--- BEGIN Excerpted text ---

Comment 27 Chris Murphy 2017-03-09 21:14:40 UTC
> If you get things to switch properly do startx to start a gnome-session
> and then in a terminal do: "glxgears -info | grep REND" and let me know
> what it says. It should say something like this:
> 
> GL_RENDERER   = Mesa DRI Intel(R) HD Graphics 530 (Skylake GT2)

I get this now, I'll file the kernel bug on freedesktop.org

GL_RENDERER = Mes DRI Intel(R) Sandybridge Mobile, and a window of animates RGB gears.

Comment 28 Hans de Goede 2017-03-09 21:26:09 UTC
Hi,

(In reply to Chris Murphy from comment #26)
> Created attachment 1261701 [details]
> f26 journal full, alsa masked, switcheroo enabled, 4.11.0-rc1 debug
> 
> I need to use 'sudo systemctl mask alsa-state.service' to clear 'lsof
> /dev/snd/controlC1' list. Disable alone still leaves an entry.

That is because /lib/systemd/system/alsa-state.service is missing a [Install] section with a WantedBy line, instead the alsa-utils package installs symlinks directly under /usr/lib/systemd/system/basic.target.wants making it impossible to disable it, I guess this is done this way on purpose.

> After that I
> run into a few additional problems, but they don't make graphics unusable.
> 
> 1. Both gdm and gnome shell refused to use wayland with i915 graphic, both
> fall back to X. When using radeon, wayland is used for both. Is this a clue?
>
> [   15.790851] localhost.localdomain gnome-shell[1010]: Can't initialize KMS
> backend: could not find drm kms device

That is expected, chances are some of your external display connectors
are only available on the radeon, so to be able to use those when i915
is driving the lcd panel mutter automatically forces the use of
Xorg since setups with multiple GPUs with video outputs active are
not supported yet by wayland (this is being worked on).

> 2. With debug kernel I'm getting a circular locking warning right at the
> time switcheroo-control starts up, 
> 
> [    7.736480] localhost.localdomain kernel:
> ======================================================
> [    7.736481] localhost.localdomain kernel: [ INFO: possible circular
> locking dependency detected ]
> [    7.736482] localhost.localdomain kernel:
> 4.11.0-0.rc1.git0.1.fc26.x86_64+debug #1 Not tainted
> [    7.736483] localhost.localdomain kernel:
> -------------------------------------------------------
> [    7.736484] localhost.localdomain kernel: switcheroo-cont/775 is trying
> to acquire lock:
> [    7.736485] localhost.localdomain kernel:  (console_lock){+.+.+.}, at:
> [<ffffffff8a631389>] vga_switchto_stage2+0x99/0x130
> [    7.736492] localhost.localdomain kernel: 
>                                              but task is already holding
> lock:
> [    7.736492] localhost.localdomain kernel:  (vgasr_mutex){+.+.+.}, at:
> [<ffffffff8a631a4a>] vga_switcheroo_debugfs_write+0x8a/0x3f0
> [    7.736496] localhost.localdomain kernel:

Yeah that is a kernel bug somewhere. Would be good if you can collect
the full output and send a mail with it to dri-devel.org,
please put me in the Cc when you do so.

--- END Excerpted text ---
--- BEGIN Extracted entries ---

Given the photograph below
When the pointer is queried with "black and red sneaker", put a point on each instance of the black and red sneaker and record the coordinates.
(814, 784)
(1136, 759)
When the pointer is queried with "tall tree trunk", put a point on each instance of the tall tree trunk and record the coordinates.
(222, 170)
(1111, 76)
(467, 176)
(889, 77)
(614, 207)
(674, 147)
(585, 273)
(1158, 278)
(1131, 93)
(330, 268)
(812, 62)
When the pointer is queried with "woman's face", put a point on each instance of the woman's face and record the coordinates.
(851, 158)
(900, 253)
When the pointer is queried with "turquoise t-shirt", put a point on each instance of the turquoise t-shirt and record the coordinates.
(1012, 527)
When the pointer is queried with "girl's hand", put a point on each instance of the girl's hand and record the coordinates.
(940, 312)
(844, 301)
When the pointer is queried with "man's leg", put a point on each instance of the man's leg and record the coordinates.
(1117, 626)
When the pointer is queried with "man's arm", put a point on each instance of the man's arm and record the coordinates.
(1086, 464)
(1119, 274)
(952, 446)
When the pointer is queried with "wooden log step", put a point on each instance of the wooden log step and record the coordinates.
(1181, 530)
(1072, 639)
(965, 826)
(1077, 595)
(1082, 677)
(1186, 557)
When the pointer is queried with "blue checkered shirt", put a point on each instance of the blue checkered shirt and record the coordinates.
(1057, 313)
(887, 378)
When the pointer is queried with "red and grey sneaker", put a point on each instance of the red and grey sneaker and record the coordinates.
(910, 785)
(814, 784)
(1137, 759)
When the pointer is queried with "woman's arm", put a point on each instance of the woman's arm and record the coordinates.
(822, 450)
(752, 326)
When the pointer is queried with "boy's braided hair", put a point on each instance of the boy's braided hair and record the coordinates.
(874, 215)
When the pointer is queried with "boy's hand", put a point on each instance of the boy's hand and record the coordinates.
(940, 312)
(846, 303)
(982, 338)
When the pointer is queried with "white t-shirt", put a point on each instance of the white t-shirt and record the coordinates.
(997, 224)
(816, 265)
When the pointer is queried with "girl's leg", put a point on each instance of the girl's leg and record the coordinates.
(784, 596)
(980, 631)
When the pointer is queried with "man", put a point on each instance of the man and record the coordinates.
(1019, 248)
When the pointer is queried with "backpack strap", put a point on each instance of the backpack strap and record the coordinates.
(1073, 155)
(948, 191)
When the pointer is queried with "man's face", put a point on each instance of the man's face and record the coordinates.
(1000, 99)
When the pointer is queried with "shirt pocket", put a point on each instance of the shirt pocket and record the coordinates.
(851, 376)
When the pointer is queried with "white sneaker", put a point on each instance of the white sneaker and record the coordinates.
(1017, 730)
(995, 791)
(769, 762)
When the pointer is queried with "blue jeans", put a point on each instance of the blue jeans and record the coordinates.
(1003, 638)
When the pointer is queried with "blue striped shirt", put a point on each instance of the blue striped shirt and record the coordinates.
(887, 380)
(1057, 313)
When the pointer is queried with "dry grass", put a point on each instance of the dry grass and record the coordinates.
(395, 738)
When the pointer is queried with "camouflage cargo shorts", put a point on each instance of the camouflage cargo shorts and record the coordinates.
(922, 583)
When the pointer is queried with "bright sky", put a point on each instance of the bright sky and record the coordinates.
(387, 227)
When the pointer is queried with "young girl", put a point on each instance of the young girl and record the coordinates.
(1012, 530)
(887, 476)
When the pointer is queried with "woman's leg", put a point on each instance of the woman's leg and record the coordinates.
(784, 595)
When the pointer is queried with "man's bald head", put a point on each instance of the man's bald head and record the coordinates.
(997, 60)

--- END Extracted entries ---

Task prompt:
Condense the paragraph of the bug-report thread above that begins "That is because" into a brief bulleted list that keeps its main facts.

Full response:
- /lib/systemd/system/alsa-state.service lacks an [Install] section with a WantedBy line.
- Instead, the alsa-utils package installs symlinks directly under /usr/lib/systemd/system/basic.target.wants.
- This makes it impossible to disable the service.
- The arrangement is presumably intentional.